▸ **Task details**:
Return verbatim the lines of the listing below, starting at the line that contains "Can you find the eyeglasses?" and continuing through the final line of the listing, with both ends included.

▸ **Given records**:
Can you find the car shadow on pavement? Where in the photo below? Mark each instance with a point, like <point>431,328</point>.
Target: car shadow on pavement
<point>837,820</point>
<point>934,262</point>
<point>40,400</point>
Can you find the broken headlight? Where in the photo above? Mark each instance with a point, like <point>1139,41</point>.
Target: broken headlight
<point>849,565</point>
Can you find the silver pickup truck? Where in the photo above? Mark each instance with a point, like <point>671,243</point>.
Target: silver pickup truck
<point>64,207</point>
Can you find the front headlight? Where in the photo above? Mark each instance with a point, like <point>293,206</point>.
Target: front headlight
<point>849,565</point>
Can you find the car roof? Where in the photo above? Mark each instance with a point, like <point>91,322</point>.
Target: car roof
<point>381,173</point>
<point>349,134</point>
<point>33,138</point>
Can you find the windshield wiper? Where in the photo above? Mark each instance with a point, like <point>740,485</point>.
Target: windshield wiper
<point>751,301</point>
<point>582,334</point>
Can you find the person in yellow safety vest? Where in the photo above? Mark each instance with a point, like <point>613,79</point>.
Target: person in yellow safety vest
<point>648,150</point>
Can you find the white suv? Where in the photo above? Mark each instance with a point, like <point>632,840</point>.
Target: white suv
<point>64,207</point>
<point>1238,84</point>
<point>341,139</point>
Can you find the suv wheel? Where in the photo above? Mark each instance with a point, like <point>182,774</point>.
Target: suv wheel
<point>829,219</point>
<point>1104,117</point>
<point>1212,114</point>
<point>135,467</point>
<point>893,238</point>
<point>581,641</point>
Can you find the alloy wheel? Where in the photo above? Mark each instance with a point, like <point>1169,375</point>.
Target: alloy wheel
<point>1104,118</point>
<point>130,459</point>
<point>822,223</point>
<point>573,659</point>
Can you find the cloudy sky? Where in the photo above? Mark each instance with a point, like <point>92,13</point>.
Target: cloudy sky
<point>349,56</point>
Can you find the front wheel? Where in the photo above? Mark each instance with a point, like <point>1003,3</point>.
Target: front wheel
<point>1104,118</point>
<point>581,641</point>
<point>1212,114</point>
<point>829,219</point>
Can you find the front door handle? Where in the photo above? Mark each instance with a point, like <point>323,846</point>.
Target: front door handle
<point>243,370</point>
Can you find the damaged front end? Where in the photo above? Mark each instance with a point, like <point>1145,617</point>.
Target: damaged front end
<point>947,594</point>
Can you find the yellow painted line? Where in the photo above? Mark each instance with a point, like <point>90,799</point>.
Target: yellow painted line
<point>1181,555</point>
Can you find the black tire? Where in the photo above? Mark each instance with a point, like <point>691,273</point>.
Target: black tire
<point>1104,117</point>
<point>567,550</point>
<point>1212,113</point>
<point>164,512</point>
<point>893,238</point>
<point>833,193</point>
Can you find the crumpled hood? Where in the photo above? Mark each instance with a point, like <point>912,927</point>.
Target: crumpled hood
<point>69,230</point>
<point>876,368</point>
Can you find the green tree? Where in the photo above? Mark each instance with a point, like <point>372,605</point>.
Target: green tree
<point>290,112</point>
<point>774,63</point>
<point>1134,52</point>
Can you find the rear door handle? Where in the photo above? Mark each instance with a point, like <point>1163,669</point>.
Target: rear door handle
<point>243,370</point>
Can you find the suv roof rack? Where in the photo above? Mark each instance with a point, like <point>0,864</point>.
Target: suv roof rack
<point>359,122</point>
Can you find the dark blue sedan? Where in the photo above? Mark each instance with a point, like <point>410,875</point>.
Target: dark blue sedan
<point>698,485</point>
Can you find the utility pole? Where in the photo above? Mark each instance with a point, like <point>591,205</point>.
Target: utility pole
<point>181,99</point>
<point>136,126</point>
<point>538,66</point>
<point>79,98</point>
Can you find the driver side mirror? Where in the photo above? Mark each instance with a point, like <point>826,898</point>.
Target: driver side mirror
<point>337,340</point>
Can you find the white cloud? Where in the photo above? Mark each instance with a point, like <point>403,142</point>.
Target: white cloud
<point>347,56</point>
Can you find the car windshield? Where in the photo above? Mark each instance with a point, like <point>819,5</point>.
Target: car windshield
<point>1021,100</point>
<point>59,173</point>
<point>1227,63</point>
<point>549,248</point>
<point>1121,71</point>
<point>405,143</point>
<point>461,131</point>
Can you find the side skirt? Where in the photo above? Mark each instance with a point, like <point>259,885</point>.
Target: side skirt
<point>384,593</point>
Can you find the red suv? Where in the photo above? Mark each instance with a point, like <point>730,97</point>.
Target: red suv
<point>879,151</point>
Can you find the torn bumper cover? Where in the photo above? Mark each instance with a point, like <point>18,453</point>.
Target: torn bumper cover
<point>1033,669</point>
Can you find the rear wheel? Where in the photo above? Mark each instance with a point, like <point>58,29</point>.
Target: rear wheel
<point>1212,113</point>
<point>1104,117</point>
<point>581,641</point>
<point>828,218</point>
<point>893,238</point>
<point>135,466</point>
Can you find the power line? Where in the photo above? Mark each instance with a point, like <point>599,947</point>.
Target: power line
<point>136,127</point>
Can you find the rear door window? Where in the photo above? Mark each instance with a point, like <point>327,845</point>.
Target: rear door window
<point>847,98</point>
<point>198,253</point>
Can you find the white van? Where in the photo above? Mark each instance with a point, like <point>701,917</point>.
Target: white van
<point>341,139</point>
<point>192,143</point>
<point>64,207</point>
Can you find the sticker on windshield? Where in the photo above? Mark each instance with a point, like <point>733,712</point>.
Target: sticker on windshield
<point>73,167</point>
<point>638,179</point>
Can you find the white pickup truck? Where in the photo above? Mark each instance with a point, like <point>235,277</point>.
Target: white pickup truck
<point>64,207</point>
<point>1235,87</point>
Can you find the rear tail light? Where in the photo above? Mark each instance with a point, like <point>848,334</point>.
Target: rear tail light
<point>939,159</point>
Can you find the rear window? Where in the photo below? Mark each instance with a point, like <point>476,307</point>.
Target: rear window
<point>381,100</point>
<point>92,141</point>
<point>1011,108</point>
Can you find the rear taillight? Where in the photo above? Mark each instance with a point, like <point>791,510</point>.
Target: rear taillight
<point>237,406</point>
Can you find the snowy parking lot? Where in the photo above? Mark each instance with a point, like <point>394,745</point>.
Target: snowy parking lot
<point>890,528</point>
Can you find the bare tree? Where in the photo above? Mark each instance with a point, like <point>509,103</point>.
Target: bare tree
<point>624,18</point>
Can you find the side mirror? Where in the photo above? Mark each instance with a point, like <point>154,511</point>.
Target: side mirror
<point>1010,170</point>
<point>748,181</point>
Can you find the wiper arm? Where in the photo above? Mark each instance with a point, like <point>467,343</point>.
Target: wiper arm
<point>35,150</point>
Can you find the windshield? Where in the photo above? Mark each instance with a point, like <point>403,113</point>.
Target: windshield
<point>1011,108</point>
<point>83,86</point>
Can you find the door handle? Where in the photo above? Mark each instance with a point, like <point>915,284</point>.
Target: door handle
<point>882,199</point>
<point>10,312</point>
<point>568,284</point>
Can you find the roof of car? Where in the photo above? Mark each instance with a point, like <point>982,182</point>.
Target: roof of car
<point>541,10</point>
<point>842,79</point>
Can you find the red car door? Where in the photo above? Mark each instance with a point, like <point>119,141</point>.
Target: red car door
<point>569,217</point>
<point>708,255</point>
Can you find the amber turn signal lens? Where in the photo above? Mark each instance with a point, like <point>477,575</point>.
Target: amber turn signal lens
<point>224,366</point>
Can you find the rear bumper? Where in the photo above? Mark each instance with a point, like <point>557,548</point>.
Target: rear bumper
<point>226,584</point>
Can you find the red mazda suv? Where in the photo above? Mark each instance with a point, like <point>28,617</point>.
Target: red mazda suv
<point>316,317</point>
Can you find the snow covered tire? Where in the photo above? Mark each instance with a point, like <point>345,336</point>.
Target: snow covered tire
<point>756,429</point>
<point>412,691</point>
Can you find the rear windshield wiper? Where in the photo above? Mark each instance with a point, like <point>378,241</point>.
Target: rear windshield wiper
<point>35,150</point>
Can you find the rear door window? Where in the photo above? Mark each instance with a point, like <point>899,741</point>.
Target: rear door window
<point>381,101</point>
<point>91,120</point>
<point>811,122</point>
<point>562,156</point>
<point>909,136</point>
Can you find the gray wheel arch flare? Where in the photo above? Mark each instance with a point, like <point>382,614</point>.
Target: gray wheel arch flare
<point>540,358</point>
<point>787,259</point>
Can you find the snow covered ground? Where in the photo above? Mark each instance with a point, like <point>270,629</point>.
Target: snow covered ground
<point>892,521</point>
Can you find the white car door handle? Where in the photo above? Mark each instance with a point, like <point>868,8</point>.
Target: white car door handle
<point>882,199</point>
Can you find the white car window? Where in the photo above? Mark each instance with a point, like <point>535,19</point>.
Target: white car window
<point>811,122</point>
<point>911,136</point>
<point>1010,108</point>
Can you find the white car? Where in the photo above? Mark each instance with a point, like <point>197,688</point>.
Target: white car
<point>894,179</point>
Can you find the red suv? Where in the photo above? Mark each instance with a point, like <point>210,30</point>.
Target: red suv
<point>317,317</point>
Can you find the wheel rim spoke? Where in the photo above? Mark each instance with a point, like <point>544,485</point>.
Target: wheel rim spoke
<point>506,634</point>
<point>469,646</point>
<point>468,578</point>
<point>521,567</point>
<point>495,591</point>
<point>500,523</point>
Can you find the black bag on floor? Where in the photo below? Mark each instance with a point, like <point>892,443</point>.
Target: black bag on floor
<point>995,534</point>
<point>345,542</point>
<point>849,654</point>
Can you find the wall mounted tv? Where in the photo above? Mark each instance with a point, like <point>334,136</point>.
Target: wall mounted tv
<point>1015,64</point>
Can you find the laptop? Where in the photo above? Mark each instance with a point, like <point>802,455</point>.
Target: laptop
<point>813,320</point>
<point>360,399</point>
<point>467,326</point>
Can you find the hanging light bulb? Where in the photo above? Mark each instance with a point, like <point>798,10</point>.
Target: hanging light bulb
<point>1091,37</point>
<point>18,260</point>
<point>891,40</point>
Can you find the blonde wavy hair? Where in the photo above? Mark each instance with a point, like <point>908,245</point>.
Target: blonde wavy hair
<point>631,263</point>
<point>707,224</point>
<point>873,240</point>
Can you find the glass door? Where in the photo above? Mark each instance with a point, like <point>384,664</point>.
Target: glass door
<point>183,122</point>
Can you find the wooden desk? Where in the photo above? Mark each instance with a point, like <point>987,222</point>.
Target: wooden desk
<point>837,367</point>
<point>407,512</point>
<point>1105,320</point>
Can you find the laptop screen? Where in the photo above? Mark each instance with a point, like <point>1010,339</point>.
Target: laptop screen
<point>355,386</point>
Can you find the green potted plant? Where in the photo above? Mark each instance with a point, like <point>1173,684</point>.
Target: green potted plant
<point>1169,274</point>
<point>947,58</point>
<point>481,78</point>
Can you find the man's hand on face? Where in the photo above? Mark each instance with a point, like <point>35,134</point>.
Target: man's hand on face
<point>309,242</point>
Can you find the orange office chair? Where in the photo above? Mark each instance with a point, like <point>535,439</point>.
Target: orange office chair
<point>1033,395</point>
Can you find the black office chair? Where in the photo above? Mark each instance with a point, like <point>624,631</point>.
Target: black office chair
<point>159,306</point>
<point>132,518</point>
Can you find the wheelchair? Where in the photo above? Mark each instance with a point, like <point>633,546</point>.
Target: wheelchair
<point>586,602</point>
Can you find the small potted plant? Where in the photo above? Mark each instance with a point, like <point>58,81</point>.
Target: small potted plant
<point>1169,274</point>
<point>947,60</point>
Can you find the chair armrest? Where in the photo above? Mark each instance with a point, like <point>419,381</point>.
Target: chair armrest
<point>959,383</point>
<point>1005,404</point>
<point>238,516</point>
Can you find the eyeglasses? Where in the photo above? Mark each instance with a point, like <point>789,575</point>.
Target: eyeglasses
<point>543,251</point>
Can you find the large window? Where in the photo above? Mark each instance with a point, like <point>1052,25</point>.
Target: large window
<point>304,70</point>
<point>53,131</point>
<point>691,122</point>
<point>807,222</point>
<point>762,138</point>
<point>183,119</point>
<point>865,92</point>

▸ **Result below**:
Can you find the eyeglasses? Where in the photo above? Mark each instance with a point, like <point>789,575</point>.
Target: eyeglasses
<point>543,251</point>
Can you find the large window? Where in the photo above? Mark each instance with a point, like <point>1052,25</point>.
Target: large window
<point>304,70</point>
<point>53,131</point>
<point>691,122</point>
<point>807,222</point>
<point>762,138</point>
<point>183,119</point>
<point>865,92</point>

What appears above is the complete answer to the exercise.